Exercise task.
Reproduce everything from the line containing "Return the mask of every instance of the hazy" down to the line containing "25], [429, 0]]", both lines included, and shift every coordinate in the outline by adding 60 to it.
Begin Entries
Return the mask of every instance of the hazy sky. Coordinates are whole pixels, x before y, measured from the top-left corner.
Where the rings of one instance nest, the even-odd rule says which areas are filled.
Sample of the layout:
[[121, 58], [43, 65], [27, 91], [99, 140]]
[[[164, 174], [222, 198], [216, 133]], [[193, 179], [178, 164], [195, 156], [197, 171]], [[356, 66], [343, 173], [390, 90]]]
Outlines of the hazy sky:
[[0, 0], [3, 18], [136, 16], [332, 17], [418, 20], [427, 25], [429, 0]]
End Entries
Begin Entries
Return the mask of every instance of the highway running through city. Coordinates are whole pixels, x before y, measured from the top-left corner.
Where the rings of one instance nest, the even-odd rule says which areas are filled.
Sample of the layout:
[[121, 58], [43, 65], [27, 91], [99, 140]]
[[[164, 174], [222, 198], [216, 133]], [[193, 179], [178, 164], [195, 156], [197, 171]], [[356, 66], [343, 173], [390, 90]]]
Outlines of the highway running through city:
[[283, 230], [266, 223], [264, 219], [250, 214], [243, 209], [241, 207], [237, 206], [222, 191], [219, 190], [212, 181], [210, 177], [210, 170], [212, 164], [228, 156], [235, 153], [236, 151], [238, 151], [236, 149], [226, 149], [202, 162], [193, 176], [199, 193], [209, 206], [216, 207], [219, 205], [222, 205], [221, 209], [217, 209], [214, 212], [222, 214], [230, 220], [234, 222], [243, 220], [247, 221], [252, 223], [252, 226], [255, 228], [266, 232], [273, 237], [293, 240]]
End Entries
Answer.
Return the mask of every instance of the hazy sky. Coordinates are whole pixels, x before y, measured from the top-left corner.
Where the rings of one instance nest, the even-odd rule says which areas are filled.
Sample of the layout:
[[121, 58], [43, 65], [27, 91], [99, 140]]
[[[164, 174], [222, 198], [216, 133]], [[193, 179], [178, 164], [195, 156], [197, 171]], [[356, 66], [343, 173], [390, 90]]]
Outlines of the hazy sky:
[[60, 60], [63, 78], [196, 76], [392, 77], [478, 80], [487, 85], [489, 60]]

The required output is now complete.